▶ **DESCRIPTION OF THE TASK**: Extract all of the entries and give them again, word for word.

===== DATA EXCERPTS =====

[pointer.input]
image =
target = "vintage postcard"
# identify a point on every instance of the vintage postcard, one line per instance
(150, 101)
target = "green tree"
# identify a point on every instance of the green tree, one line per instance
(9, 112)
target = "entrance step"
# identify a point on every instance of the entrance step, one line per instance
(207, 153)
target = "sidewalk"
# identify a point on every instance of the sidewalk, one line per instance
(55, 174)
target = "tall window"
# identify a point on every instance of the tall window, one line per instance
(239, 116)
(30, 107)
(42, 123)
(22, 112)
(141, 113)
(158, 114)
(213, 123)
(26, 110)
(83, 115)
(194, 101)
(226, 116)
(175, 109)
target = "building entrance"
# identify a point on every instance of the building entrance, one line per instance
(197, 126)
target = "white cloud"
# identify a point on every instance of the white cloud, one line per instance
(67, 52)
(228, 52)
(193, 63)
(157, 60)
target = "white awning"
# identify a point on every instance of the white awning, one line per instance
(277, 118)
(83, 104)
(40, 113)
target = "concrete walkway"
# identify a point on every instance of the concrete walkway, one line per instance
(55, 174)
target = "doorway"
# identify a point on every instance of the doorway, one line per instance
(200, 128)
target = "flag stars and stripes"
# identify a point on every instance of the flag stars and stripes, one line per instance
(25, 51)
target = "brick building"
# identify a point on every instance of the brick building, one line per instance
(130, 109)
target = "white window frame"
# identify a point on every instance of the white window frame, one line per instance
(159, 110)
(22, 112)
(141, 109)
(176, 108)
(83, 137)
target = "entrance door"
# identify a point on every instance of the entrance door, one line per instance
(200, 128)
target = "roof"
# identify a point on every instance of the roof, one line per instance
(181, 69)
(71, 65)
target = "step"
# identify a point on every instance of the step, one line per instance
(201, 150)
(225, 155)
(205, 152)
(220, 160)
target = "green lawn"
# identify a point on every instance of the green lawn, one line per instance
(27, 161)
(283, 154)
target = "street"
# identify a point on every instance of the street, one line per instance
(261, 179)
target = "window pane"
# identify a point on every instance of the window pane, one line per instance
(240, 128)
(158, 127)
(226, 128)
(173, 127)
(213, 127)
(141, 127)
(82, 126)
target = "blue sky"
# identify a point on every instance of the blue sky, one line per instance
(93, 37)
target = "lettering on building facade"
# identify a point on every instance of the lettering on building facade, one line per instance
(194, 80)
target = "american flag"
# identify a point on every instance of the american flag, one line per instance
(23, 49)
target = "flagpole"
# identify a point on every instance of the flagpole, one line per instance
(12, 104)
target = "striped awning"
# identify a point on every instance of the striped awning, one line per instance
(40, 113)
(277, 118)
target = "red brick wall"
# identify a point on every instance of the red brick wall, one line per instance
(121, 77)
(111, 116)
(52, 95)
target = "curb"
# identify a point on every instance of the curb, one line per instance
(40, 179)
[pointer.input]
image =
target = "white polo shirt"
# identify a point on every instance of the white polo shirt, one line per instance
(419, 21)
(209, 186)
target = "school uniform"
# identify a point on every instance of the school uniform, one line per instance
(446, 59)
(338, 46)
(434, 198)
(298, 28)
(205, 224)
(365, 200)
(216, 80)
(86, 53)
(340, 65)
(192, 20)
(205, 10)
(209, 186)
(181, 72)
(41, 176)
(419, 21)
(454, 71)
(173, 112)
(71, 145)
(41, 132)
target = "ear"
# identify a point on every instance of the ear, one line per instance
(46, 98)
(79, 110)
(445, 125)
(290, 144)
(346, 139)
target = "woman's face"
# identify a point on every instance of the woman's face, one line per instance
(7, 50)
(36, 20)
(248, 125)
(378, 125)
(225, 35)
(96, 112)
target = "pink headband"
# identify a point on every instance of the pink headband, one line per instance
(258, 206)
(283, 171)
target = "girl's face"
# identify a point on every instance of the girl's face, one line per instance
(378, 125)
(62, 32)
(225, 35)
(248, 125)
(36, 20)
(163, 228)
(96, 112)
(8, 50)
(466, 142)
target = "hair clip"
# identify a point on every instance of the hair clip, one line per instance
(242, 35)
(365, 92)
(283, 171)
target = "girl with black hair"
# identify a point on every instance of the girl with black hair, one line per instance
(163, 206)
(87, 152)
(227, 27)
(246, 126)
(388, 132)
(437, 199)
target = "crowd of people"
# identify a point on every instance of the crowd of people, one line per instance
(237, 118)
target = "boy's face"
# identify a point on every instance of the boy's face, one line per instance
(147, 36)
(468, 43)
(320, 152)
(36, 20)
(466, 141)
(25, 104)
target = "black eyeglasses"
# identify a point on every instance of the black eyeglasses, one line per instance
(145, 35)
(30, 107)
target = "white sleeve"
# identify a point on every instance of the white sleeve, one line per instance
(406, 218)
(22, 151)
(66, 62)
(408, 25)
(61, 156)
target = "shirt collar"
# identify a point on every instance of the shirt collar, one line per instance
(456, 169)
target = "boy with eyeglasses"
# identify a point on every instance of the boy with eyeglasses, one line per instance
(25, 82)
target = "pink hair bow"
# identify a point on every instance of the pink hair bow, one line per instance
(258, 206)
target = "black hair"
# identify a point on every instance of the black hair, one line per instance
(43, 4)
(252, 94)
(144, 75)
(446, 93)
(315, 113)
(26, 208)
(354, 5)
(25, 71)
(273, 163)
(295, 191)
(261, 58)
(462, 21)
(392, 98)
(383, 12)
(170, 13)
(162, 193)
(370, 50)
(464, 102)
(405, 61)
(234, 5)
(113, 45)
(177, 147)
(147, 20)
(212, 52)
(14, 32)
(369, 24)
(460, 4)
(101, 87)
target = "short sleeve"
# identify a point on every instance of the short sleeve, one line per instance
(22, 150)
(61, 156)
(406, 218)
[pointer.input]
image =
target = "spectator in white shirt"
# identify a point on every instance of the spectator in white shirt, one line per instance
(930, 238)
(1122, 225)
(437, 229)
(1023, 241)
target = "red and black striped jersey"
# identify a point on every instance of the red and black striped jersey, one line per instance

=====

▶ **SOLVED PROBLEM**:
[pointer.input]
image =
target = "vintage postcard"
# identify a point on every instance of the vintage postcard, one line per instance
(150, 101)
target = "green tree"
# identify a point on every instance of the green tree, one line per instance
(9, 112)
target = "entrance step"
# identify a point on every instance of the entrance step, one line per instance
(207, 153)
target = "sidewalk"
# identify a point on every instance of the sidewalk, one line per instance
(55, 174)
target = "tall window"
# identify a point on every instance of the tall window, one line per instance
(239, 116)
(30, 107)
(42, 123)
(22, 112)
(141, 113)
(158, 114)
(213, 123)
(26, 110)
(83, 115)
(194, 101)
(226, 116)
(175, 109)
target = "building entrance"
# identify a point on every instance of the building entrance, one line per instance
(197, 126)
target = "white cloud"
# identify a point on every instance of the white cloud, one line per instance
(67, 52)
(228, 52)
(193, 63)
(157, 60)
target = "white awning"
# identify a point on every instance of the white awning, one line per instance
(277, 118)
(83, 104)
(40, 113)
target = "concrete walkway"
# identify a point on every instance of the concrete walkway, one line per instance
(55, 174)
target = "doorway"
# identify a point on every instance of the doorway, one line per instance
(200, 128)
target = "flag stars and stripes"
# identify a point on every instance of the flag stars and stripes, one line per instance
(25, 51)
target = "brick building"
# identify a point on every instance of the brick building, one line per instance
(130, 109)
target = "white window frame"
# identify a point on every instance of the white window frame, one line per instance
(159, 110)
(22, 112)
(141, 109)
(176, 108)
(83, 137)
target = "entrance door"
# identify a point on every instance of the entrance door, one line per instance
(200, 128)
target = "roof"
# identify a point on every instance of the roof, one line per instance
(181, 69)
(71, 65)
target = "step"
# identify a point on every instance of the step, one line per instance
(201, 150)
(225, 155)
(205, 152)
(220, 160)
target = "green lawn"
# identify a point on every instance of the green lawn, one line per instance
(27, 161)
(283, 154)
target = "street"
# identify a point on every instance of the street, one line per instance
(261, 179)
target = "window pane"
# identify a point on every instance of the window pane, one line per instance
(240, 128)
(158, 127)
(226, 128)
(173, 127)
(213, 127)
(141, 127)
(82, 126)
target = "blue sky"
# identify a point on every instance of the blue sky, one line per instance
(93, 37)
target = "lettering on building facade"
# identify a point on every instance of the lettering on building facade, one line per instance
(194, 80)
target = "american flag"
# identify a point on every instance of the american flag, one line per instance
(23, 49)
target = "flagpole"
# identify a point on every instance of the flagpole, one line per instance
(12, 104)
target = "striped awning"
# identify a point on every instance of the striped awning, one line per instance
(40, 113)
(277, 118)
target = "red brick wall"
# identify a point on every instance of the red brick wall, one line per instance
(121, 77)
(111, 116)
(52, 95)
target = "curb"
# identify a point on every instance of the curb, one line per instance
(40, 179)
[pointer.input]
image =
target = "white polo shirt"
# identify a point on every instance of the white polo shirt, one line per instance
(419, 21)
(209, 186)
target = "school uniform"
# identify a point on every instance of the school uniform, one line per instance
(446, 59)
(338, 46)
(434, 198)
(298, 28)
(205, 224)
(365, 200)
(216, 80)
(86, 53)
(340, 65)
(192, 20)
(205, 10)
(209, 186)
(181, 72)
(41, 176)
(419, 21)
(454, 71)
(173, 112)
(71, 145)
(41, 132)
target = "ear"
# identify a point on every instance of the ear, one line per instance
(46, 98)
(79, 110)
(445, 125)
(290, 144)
(346, 139)
target = "woman's face"
# identify a point on every instance of the woman's face, one line per instance
(7, 50)
(36, 20)
(248, 125)
(378, 125)
(225, 35)
(96, 112)
target = "pink headband"
# identify a point on every instance of the pink headband, one line per instance
(258, 206)
(283, 171)
target = "girl's face"
# identify a point on every instance of the girl's face, one line per instance
(378, 125)
(62, 32)
(225, 35)
(248, 125)
(36, 20)
(163, 228)
(96, 112)
(8, 50)
(466, 142)
target = "hair clip"
# identify a point on every instance of the hair clip, one line per instance
(242, 35)
(365, 92)
(283, 171)
target = "girl with black hair"
# identify a point on every instance of the girl with black hair, one line per instance
(163, 206)
(87, 152)
(227, 27)
(246, 126)
(388, 132)
(437, 199)
target = "crowd of people"
# identify a point on every instance of the crowd of people, one line per instance
(237, 118)
target = "boy's face"
# identify a point on every instance of the boy's face, one line per instance
(147, 36)
(468, 43)
(320, 152)
(36, 20)
(466, 141)
(25, 104)
target = "black eyeglasses"
# identify a point on every instance of the black eyeglasses, one line per instance
(145, 35)
(30, 107)
target = "white sleeve"
# identify a point on every instance of the white sleeve, one line per instance
(406, 218)
(22, 151)
(66, 62)
(408, 25)
(61, 156)
target = "shirt collar"
# identify a point on every instance of the shirt collar, one line per instance
(456, 169)
target = "boy with eyeglasses"
# identify a point on every instance of the boy with eyeglasses, one line per instance
(25, 82)
target = "pink hair bow"
# identify a point on every instance of the pink hair bow, one line per instance
(258, 206)
target = "black hair"
# identify a point on every instance of the black hair, one line per instance
(43, 4)
(252, 94)
(144, 75)
(446, 93)
(315, 113)
(26, 208)
(354, 5)
(25, 71)
(273, 163)
(295, 191)
(261, 58)
(462, 21)
(392, 98)
(383, 12)
(170, 13)
(162, 193)
(370, 50)
(464, 102)
(405, 61)
(234, 5)
(113, 45)
(177, 147)
(147, 20)
(212, 52)
(14, 32)
(369, 24)
(460, 4)
(101, 87)
target = "short sleeve"
# identify a point on every instance of the short sleeve, one line per instance
(22, 150)
(61, 156)
(406, 218)
[pointer.input]
image =
target = "spectator in white shirt"
# identify a point on every instance of the spectator in white shirt, one line per instance
(930, 238)
(1122, 225)
(437, 229)
(1023, 241)
target = "red and black striped jersey"
# identify a point on every instance of the red and black striped jersey, one line per instance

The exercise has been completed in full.